# Brief
Exactly as written, output the lines below starting from the first and ending with the line that contains "Task: point to every instance of the rubble"; omit pictures.

○ ○ ○ ○

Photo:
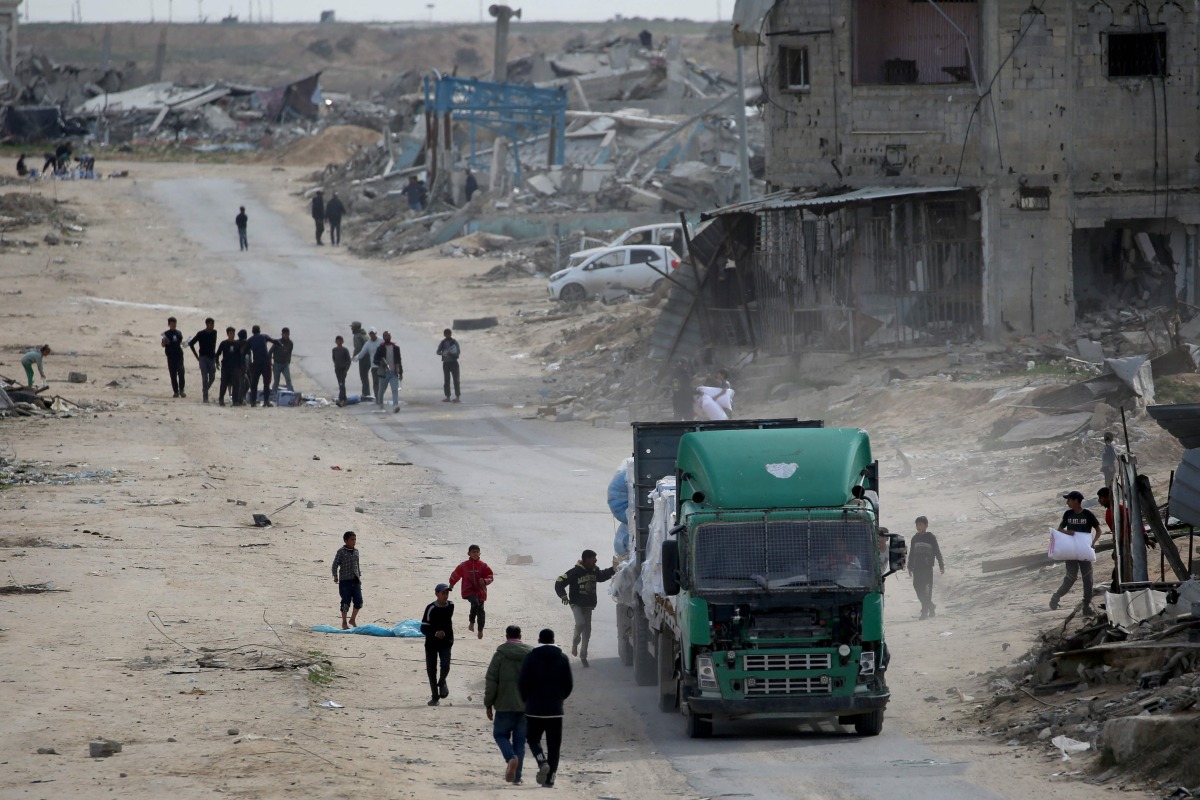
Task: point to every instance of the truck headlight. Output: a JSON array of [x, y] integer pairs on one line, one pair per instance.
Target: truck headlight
[[706, 673]]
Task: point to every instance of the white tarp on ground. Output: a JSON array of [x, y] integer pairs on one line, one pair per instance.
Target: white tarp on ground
[[1129, 608], [663, 519], [153, 97]]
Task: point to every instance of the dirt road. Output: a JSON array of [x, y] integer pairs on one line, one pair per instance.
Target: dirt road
[[160, 529]]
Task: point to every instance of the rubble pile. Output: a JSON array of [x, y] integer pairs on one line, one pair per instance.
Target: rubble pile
[[1122, 693], [648, 133]]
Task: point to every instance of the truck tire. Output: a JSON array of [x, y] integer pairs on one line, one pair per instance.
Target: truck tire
[[869, 725], [699, 727], [645, 669], [669, 685], [624, 633]]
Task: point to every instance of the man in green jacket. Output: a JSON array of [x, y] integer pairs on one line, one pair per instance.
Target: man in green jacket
[[503, 702]]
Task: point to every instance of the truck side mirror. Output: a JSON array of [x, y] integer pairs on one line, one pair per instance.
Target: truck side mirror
[[671, 567], [898, 553]]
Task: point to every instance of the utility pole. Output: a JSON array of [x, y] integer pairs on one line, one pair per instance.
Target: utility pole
[[744, 144]]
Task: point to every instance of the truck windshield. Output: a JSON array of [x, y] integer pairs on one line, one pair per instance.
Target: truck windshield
[[787, 555]]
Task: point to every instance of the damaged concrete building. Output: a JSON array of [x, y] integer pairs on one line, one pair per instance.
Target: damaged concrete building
[[959, 169]]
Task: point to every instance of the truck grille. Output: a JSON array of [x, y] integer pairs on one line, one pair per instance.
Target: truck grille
[[777, 686], [768, 662]]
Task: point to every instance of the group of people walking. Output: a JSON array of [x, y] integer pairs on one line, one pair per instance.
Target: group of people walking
[[526, 685], [251, 365]]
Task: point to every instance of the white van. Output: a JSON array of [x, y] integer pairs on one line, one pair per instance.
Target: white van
[[641, 268], [669, 234]]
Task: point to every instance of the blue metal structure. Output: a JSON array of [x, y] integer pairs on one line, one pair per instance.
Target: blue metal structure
[[513, 110]]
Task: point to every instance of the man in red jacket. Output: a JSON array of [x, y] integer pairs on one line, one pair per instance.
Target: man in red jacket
[[475, 577]]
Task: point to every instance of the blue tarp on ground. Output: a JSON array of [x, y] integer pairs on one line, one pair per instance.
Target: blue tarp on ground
[[409, 629]]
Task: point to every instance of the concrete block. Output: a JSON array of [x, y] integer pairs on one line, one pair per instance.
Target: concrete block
[[103, 749], [1129, 740]]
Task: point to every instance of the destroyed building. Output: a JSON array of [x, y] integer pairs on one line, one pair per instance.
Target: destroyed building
[[943, 172]]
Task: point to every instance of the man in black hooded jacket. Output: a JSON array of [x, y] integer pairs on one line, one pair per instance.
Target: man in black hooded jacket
[[577, 588], [544, 683]]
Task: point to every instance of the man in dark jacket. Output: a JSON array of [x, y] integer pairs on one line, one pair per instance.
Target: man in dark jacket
[[577, 588], [437, 625], [923, 551], [334, 212], [258, 347], [360, 338], [501, 693], [281, 360], [544, 683], [390, 371], [318, 215]]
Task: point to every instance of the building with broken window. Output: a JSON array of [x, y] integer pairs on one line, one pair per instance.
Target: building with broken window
[[955, 169]]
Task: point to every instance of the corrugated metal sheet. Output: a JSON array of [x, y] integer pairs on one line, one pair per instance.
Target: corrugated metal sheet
[[1181, 421], [1186, 489], [815, 198]]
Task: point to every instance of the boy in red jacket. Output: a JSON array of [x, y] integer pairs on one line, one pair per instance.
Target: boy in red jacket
[[475, 576]]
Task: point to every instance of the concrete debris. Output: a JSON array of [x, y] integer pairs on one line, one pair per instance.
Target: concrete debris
[[648, 133]]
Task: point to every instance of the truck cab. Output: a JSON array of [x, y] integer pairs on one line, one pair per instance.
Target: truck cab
[[772, 578]]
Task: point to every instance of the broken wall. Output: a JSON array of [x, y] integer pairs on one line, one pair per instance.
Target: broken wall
[[1073, 132]]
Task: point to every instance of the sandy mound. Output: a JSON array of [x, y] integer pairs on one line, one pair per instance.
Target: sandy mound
[[333, 145]]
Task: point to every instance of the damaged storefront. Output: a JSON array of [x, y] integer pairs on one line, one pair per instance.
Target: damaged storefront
[[850, 270]]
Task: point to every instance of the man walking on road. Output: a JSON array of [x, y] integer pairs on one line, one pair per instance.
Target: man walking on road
[[334, 212], [502, 699], [1078, 521], [923, 551], [241, 221], [259, 365], [365, 355], [577, 588], [437, 625], [208, 354], [229, 354], [341, 367], [390, 370], [544, 683], [173, 346], [358, 338], [281, 359], [318, 215], [449, 350]]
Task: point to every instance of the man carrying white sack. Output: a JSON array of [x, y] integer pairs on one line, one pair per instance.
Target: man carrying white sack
[[1078, 521]]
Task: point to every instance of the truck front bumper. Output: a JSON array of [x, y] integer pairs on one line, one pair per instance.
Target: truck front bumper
[[786, 707]]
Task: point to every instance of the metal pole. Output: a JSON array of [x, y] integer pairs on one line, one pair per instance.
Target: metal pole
[[744, 149]]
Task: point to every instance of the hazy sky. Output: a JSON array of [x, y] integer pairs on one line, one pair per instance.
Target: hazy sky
[[40, 11]]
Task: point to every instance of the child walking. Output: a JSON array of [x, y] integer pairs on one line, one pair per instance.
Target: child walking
[[348, 578], [475, 577], [437, 625], [923, 551]]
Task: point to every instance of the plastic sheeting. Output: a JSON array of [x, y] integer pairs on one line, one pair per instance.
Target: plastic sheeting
[[621, 504], [409, 629], [661, 521]]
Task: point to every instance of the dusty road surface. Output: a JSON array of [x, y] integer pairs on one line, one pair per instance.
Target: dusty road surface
[[183, 632]]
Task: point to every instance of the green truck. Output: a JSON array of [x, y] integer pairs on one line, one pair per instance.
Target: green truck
[[754, 584]]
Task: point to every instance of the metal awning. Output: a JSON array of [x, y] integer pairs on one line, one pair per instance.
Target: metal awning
[[823, 198], [1181, 421]]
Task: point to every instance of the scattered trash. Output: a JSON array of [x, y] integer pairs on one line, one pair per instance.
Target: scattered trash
[[103, 749], [1067, 745]]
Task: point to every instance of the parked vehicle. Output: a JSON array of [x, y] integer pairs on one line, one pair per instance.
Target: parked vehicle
[[633, 269], [669, 234], [754, 587]]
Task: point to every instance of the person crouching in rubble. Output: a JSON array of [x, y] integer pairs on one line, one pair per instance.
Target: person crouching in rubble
[[30, 359]]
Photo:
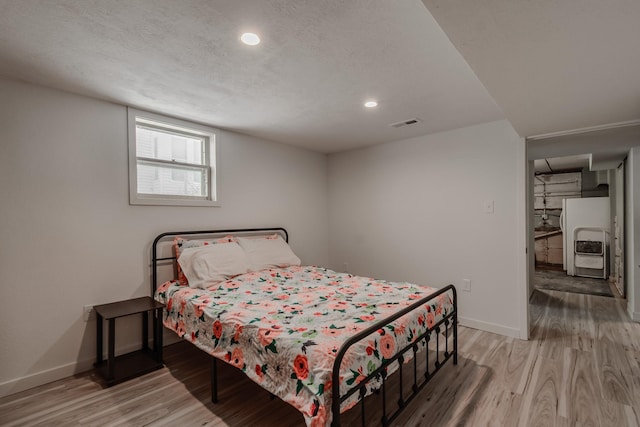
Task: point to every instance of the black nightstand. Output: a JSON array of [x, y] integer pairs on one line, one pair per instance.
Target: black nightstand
[[136, 363]]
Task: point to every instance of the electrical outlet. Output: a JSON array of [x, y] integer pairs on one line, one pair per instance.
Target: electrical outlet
[[88, 313]]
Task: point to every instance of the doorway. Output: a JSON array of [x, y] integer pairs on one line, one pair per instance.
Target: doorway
[[576, 223]]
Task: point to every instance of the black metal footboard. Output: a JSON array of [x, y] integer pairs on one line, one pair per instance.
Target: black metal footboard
[[447, 325]]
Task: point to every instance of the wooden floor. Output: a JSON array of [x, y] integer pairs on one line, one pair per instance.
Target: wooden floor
[[581, 367]]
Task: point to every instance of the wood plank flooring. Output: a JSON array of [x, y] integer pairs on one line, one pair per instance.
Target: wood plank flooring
[[581, 367]]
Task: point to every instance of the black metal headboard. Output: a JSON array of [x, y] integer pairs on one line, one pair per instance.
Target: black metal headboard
[[202, 233]]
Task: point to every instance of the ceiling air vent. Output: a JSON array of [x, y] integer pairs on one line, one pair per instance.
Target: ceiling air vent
[[404, 123]]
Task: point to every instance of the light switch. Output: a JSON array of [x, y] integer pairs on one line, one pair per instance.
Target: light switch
[[487, 206]]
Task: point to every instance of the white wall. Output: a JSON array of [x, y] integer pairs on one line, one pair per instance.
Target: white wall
[[70, 237], [412, 210]]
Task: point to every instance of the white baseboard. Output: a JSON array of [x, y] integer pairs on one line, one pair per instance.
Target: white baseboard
[[43, 377], [59, 372], [489, 327]]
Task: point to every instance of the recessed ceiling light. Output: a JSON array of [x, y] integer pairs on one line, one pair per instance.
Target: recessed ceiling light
[[251, 39]]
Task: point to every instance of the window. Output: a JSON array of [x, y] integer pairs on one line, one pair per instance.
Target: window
[[171, 162]]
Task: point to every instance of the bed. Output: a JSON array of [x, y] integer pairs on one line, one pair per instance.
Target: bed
[[300, 330]]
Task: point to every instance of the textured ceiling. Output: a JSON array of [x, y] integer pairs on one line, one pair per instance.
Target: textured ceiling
[[304, 84], [551, 65]]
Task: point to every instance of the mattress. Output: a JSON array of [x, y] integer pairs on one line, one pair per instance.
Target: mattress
[[283, 328]]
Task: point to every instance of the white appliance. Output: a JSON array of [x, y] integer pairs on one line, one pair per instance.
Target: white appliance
[[585, 228]]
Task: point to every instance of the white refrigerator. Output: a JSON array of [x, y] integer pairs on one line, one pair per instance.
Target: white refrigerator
[[585, 226]]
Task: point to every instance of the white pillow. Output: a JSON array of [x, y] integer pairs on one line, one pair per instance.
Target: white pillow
[[264, 253], [207, 265]]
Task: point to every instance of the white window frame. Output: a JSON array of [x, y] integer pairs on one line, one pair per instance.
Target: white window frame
[[211, 159]]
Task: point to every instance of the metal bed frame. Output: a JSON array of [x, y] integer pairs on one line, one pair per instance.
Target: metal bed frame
[[447, 326]]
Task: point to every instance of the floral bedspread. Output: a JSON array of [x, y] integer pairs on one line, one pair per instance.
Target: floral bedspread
[[283, 328]]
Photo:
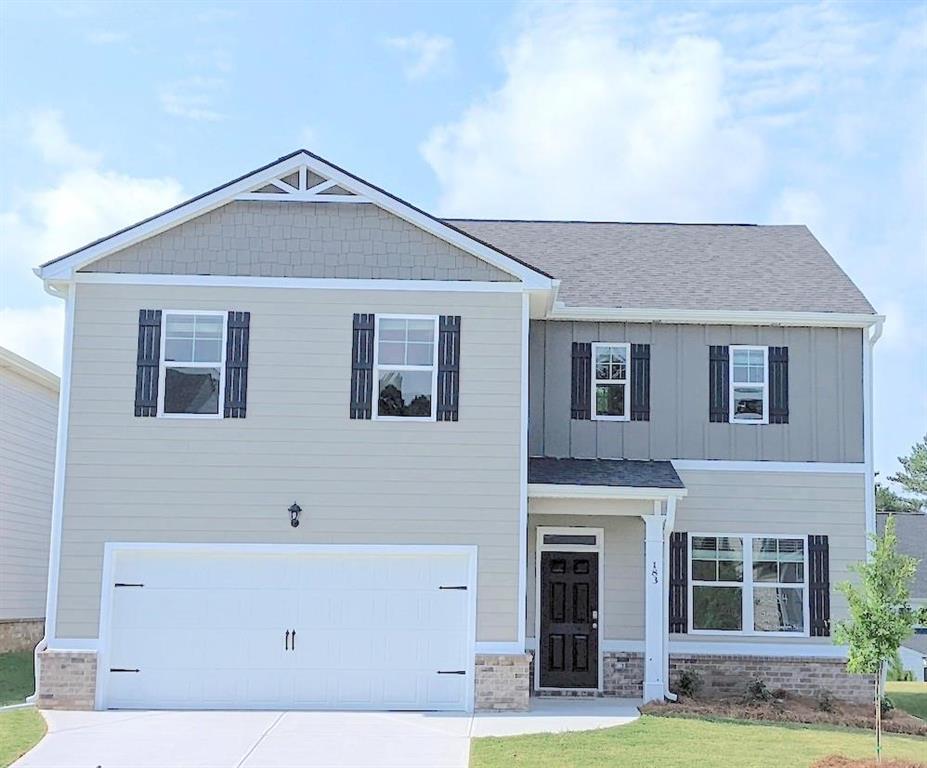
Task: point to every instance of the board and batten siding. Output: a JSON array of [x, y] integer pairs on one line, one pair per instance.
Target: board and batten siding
[[28, 427], [232, 480], [718, 502], [825, 395]]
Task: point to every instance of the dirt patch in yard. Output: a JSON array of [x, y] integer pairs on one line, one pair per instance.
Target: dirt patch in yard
[[784, 708]]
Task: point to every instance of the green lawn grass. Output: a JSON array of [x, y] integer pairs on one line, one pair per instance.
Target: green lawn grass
[[16, 677], [911, 697], [20, 730], [680, 743]]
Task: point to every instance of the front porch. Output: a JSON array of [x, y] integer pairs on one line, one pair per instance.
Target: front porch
[[598, 538]]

○ ○ ○ ○

# Answer
Photo:
Task: point to every instance of the truck headlight. Output: a JSON array of [x, y] integer pairs on one line, one pair per instance.
Target: truck headlight
[[706, 673]]
Task: point to every instance of the white tarp on ground. Output: a JSON array of [x, y] integer pairs on one line, one pair per instance.
Target: white tarp on ground
[[1129, 608], [663, 519], [153, 97]]
Task: point to every instance of the dirt road. Output: a JSON array of [x, y] integer pairs on one line, one pair per instance.
Target: dirt road
[[160, 529]]
Task: point to every instance of the rubble pile. Output: a JSON array of [x, y] integer pairs on one line, one pair per instance.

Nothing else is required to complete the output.